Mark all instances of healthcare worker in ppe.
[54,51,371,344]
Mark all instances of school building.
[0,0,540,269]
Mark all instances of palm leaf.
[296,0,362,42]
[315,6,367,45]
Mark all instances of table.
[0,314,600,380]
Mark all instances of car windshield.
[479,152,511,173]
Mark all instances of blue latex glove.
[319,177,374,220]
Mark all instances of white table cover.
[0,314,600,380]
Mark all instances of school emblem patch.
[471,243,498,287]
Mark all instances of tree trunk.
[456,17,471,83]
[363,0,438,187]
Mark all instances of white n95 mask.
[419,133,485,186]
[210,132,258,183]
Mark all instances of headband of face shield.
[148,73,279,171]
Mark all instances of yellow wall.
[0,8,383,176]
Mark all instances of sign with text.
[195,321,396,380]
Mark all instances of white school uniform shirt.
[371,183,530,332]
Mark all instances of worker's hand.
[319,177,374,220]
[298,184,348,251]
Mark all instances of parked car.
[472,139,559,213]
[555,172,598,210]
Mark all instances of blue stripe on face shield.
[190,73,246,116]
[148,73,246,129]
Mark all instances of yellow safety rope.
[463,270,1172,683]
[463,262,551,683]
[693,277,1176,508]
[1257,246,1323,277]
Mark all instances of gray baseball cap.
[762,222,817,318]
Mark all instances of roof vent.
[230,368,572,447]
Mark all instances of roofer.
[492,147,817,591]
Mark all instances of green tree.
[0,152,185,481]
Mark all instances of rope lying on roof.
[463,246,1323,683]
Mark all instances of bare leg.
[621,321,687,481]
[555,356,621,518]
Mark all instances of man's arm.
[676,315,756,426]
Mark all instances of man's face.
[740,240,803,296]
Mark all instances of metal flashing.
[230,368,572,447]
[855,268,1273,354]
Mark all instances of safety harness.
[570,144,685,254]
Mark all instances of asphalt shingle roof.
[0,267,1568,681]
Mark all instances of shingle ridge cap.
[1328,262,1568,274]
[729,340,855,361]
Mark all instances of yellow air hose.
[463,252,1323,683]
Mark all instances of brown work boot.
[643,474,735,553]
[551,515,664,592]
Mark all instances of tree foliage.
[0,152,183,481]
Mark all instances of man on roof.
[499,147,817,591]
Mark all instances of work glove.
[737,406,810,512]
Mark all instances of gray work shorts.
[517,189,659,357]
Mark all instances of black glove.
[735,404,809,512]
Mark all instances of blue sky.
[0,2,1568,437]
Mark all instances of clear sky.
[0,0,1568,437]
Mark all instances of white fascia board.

**TASK TO COMPLETE**.
Reproduce all of the records above word for word, from the first line through the last.

**RESPONSE TO THIS EXERCISE**.
Mark all instances of healthcare worker in ppe.
[54,51,371,344]
Mark all instances of school building.
[0,0,540,269]
Mark all instances of palm leaf.
[296,0,362,42]
[315,6,367,45]
Mark all instances of table.
[0,314,600,380]
Mark all instances of car windshield.
[479,152,511,173]
Mark all instances of blue latex glove.
[319,177,374,220]
Mark all instances of white table cover.
[0,314,600,380]
Mark all instances of school emblem patch.
[471,243,498,287]
Mark all instances of tree trunk.
[456,17,471,83]
[363,0,438,187]
Mark all instances of white n95 mask.
[419,133,485,186]
[210,132,258,183]
Mark all instances of headband of face shield.
[148,73,279,171]
Mark all instances of yellow wall.
[0,8,383,176]
Mark all instances of sign with text.
[195,321,396,380]
Mark all instances of white school uniform shirt.
[371,183,530,332]
Mark all instances of worker's hand.
[319,177,374,220]
[298,184,348,251]
Mark all instances of parked car.
[472,139,559,213]
[555,172,598,210]
Mark all instances of blue stripe on face shield.
[190,73,246,116]
[148,73,246,129]
Mark all instances of yellow safety rope.
[463,270,1172,683]
[463,262,551,683]
[693,277,1176,508]
[1257,246,1323,277]
Mark all instances of gray baseball cap.
[762,222,817,318]
Mark all instances of roof vent.
[230,368,572,447]
Mark all instances of roofer.
[492,147,817,591]
Mark all instances of green tree.
[0,152,185,481]
Mark all instances of rope lying on roof.
[463,246,1323,683]
Mark all instances of bare leg.
[621,321,687,481]
[555,356,621,518]
Mark all instances of man's arm.
[676,315,756,426]
Mark all instances of man's face.
[740,240,803,296]
Mark all instances of metal flashing.
[230,368,572,447]
[855,268,1273,354]
Mark all instances of safety harness.
[570,144,685,254]
Mark all instances of asphalt shingle roof.
[0,267,1568,681]
Mark all instances of shingle ridge cap.
[1328,262,1568,274]
[729,340,855,361]
Mark all instances of yellow air hose.
[463,252,1323,683]
Mark all instances of brown work boot.
[643,474,735,553]
[551,515,664,592]
Mark all instances of tree foliage.
[0,152,183,481]
Mark all instances of man on roof.
[499,147,817,591]
Mark all instances of work glove.
[737,406,810,512]
Mark all instances of gray work shorts.
[517,189,659,357]
Mark all instances of black glove.
[735,404,809,512]
Mark all instances of blue sky.
[0,2,1568,437]
Mark all instances of clear sky.
[0,0,1568,437]
Mark all instances of white fascia board.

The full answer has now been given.